▸ Action item
Transcribe each record as written.

▸ Dataset excerpts
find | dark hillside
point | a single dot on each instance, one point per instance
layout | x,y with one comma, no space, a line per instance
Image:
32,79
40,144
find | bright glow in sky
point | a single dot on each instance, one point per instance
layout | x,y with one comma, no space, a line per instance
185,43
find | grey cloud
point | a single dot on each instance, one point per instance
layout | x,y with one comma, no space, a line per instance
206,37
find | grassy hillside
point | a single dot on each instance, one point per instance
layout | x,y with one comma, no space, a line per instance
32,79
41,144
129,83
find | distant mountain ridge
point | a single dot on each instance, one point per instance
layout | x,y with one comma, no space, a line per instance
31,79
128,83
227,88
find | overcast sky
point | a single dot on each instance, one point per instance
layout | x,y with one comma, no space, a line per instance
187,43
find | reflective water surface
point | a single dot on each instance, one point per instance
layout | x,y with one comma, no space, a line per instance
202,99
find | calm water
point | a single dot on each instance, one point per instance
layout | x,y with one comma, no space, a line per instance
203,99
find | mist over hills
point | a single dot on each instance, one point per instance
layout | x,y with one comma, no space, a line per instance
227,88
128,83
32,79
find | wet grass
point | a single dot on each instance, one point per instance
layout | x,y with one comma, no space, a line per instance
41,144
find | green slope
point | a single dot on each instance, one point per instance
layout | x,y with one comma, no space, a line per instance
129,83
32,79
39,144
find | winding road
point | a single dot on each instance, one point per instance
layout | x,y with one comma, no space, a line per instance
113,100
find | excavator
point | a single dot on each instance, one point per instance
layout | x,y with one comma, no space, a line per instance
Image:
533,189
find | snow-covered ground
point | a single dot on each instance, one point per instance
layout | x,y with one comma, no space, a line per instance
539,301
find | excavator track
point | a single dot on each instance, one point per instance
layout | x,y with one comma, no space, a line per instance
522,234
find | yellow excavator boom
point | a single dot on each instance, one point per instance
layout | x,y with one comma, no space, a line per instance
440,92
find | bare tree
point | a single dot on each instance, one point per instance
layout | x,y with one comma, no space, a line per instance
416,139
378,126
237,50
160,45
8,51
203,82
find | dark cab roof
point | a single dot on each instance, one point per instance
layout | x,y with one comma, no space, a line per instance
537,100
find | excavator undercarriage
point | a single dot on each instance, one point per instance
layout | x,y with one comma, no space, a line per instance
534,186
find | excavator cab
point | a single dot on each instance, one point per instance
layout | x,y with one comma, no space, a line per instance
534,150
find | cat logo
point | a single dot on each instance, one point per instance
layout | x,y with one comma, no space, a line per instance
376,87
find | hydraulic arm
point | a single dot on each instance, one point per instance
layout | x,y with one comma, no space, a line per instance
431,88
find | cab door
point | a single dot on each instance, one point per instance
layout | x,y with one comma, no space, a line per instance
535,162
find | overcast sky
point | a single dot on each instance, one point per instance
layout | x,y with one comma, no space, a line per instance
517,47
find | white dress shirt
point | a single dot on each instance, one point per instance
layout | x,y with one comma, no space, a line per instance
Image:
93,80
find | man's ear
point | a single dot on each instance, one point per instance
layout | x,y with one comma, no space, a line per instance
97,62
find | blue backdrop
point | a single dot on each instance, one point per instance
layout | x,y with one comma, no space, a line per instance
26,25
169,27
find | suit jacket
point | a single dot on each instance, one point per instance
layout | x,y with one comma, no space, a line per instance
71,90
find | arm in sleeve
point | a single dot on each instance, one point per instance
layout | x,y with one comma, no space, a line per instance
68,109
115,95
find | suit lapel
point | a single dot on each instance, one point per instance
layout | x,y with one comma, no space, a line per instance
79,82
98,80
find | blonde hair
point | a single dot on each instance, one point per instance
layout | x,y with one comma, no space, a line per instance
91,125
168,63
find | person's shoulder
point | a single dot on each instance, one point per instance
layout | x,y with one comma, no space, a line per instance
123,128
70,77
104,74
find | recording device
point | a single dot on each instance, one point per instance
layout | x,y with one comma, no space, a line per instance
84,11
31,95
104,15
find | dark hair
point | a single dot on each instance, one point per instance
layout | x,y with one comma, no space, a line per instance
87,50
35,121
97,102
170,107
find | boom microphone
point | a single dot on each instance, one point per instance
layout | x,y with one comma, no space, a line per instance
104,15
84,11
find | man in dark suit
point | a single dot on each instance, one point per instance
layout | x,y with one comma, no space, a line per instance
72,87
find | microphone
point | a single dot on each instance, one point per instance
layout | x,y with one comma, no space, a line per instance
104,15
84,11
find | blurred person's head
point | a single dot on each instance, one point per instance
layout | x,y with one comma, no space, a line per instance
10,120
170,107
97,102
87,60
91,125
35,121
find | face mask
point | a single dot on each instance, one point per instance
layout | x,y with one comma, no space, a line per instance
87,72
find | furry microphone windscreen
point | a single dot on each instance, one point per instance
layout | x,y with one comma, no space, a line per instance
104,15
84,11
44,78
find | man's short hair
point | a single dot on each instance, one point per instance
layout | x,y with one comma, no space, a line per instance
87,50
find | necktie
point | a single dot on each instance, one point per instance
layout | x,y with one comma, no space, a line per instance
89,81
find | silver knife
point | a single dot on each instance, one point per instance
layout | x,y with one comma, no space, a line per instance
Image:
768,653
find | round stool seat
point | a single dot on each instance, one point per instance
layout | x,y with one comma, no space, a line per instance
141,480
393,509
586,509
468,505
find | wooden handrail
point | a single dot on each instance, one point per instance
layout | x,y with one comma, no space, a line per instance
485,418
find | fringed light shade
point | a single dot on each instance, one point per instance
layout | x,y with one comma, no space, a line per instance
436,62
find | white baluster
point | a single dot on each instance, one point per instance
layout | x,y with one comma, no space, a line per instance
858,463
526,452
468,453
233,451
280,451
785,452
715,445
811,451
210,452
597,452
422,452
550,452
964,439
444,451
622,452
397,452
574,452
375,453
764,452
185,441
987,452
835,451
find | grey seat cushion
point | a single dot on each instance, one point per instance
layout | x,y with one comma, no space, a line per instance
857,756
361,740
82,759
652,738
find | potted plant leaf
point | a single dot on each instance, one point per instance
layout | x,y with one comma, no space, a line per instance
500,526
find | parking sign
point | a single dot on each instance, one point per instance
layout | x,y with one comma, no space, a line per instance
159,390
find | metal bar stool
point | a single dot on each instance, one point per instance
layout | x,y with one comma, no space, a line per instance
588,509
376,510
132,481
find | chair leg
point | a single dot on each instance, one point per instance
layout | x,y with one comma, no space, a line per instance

▸ Result below
find | dark hillside
point | a single dot on each instance, one point per instance
layout | x,y with one comma, no space, a line per instance
Image:
32,79
40,144
find | bright glow in sky
point | a single dot on each instance, one point per instance
layout | x,y with one comma, no space, a line per instance
185,43
find | grey cloud
point | a single dot on each instance, one point per instance
layout | x,y with one comma, no space, a line per instance
206,37
find | grassy hillside
point | a single dot on each instance, one point per instance
layout | x,y with one comma, no space, a line per instance
32,79
41,144
129,83
find | distant mountain ridge
point | a single dot on each instance, one point per instance
layout | x,y with one comma, no space, a line per instance
31,79
128,83
227,88
find | overcast sky
point | a single dot on each instance, one point per instance
layout | x,y with one comma, no space, a line per instance
187,43
find | reflective water surface
point | a single dot on each instance, one point per instance
layout | x,y with one comma, no space, a line per instance
202,99
find | calm water
point | a single dot on each instance, one point per instance
layout | x,y with one comma, no space, a line per instance
203,99
find | mist over hills
point | a single dot on each instance, one point per instance
layout | x,y with one comma, no space, a line per instance
227,88
128,83
32,79
find | wet grass
point | a single dot on each instance, one point per instance
layout | x,y with one comma, no space, a line per instance
41,144
find | green slope
point | a single dot on each instance, one point per instance
layout | x,y with one comma, no space, a line per instance
129,83
32,79
39,144
find | winding road
point | a single dot on each instance, one point per instance
layout | x,y with one comma, no space, a line per instance
113,100
find | excavator
point | a single dot on each instance, one point per instance
layout | x,y with one comma, no space, a line per instance
Image:
533,189
find | snow-covered ground
point | a single dot on each instance, one point per instance
layout | x,y with one comma, no space, a line per instance
539,301
find | excavator track
point | a single dot on each instance, one point per instance
layout | x,y with one comma, no space, a line per instance
522,234
find | yellow excavator boom
point | a single dot on each instance, one point per instance
layout | x,y with one comma, no space, a line per instance
440,92
find | bare tree
point | a single dot on each instance, one point per instance
layout | x,y with one comma, no space, a line per instance
416,139
378,126
237,50
160,45
8,51
203,82
find | dark cab roof
point | a single dot on each instance, one point per instance
layout | x,y with one comma, no space, a line per instance
537,100
find | excavator undercarriage
point | a single dot on each instance, one point per instance
layout | x,y with one comma, no space, a line per instance
534,186
find | excavator cab
point | a single dot on each instance, one point per instance
layout | x,y with one comma, no space, a line per instance
534,150
find | cat logo
point | a single dot on each instance, one point per instance
layout | x,y with one comma, no space, a line per instance
376,87
find | hydraulic arm
point | a single dot on each instance, one point per instance
layout | x,y with one comma, no space, a line per instance
431,88
find | cab door
point | a single dot on each instance, one point per instance
layout | x,y with one comma, no space, a line per instance
535,162
find | overcast sky
point | a single dot on each instance, one point per instance
layout | x,y with one comma, no space, a line per instance
517,47
find | white dress shirt
point | a single dot on each instance, one point per instance
layout | x,y with one comma, no space, a line per instance
Image:
93,80
find | man's ear
point | a single dot on each instance, one point per instance
layout | x,y with one comma, no space, a line per instance
97,62
find | blue backdrop
point | a single dot on each instance, one point per instance
layout | x,y with one comma, no space, a line per instance
26,25
169,27
find | suit jacket
point | a single dot on each instance, one point per instance
layout | x,y with one comma, no space, a line per instance
71,90
find | arm in sleeve
point | a single dot on each instance, one point per instance
layout | x,y with one comma, no space, a line per instance
68,109
115,95
find | suit lapel
point | a single dot on each instance, one point per instance
layout | x,y with one comma, no space, a line per instance
79,82
98,80
find | blonde hair
point | a single dot on each instance, one point per instance
layout | x,y with one comma, no space, a line per instance
91,125
168,63
find | person's shoulder
point | a single dot on each instance, one point per instance
layout | x,y with one comma, no space, a line per instance
123,128
70,77
104,74
find | recording device
point | a single dot on each instance, one point per instance
layout | x,y with one comma, no space, a line per instance
84,11
31,95
104,15
find | dark hair
point | a single dot on each instance, one point per instance
layout | x,y with one comma, no space, a line per instance
87,50
35,121
97,102
170,107
find | boom microphone
point | a single dot on each instance, one point per instance
layout | x,y with one comma, no space, a line per instance
104,15
84,11
find | man in dark suit
point | a single dot on each instance, one point per instance
layout | x,y with one comma, no space, a line per instance
72,87
find | microphone
point | a single dot on each instance, one point per instance
layout | x,y with one comma, no space, a line per instance
104,15
84,11
find | blurred person's head
point | a single dot on each instance, one point per instance
layout | x,y with one comma, no space, a line per instance
10,120
170,107
97,102
87,60
91,125
35,121
find | face mask
point | a single dot on each instance, one point per instance
layout | x,y with one comma, no space, a line per instance
87,72
find | furry microphone windscreen
point | a single dot on each instance, one point per instance
layout | x,y with one comma, no space, a line per instance
104,15
84,11
44,78
find | man's short hair
point | a single dot on each instance, one point per instance
layout | x,y with one comma, no space, a line per instance
87,50
find | necktie
point | a single dot on each instance, one point per instance
layout | x,y with one comma, no space, a line per instance
89,81
find | silver knife
point | a single dot on each instance, one point per instance
layout | x,y with one comma, no space, a line per instance
Image:
768,653
find | round stool seat
point | a single dot on each instance, one point per instance
layout | x,y with one comma, no space, a line per instance
141,480
393,509
586,509
468,505
find | wooden handrail
point | a single dot on each instance, one point per instance
layout | x,y with one comma, no space, a line per instance
485,418
find | fringed light shade
point | a single dot on each instance, one point per instance
layout | x,y with one comma, no space, a line per instance
436,62
find | white baluster
point | a single dot on each instance, one point per instance
layout | x,y with one comma, no space, a line per instance
858,463
526,452
468,453
233,451
280,451
785,452
715,445
811,451
210,452
597,452
422,452
550,452
964,439
444,451
622,452
397,452
574,452
375,453
764,452
185,441
987,452
835,451
find | grey seat cushion
point | a single dot on each instance, one point per instance
layout | x,y with one comma, no space, a line per instance
857,756
361,740
82,759
652,738
find | potted plant leaf
point | a single dot on each instance, one point per instance
layout | x,y with one comma, no space, a line per instance
500,526
find | parking sign
point | a single dot on each instance, one point per instance
layout | x,y with one comma, no space, a line per instance
159,390
find | metal bar stool
point | a single dot on each instance, one point per instance
layout | x,y with one comma, no space, a line per instance
588,509
376,510
132,481
find | chair leg
point | a single dot on each instance, one point per instance
layout | x,y with one comma, no space, a line per instance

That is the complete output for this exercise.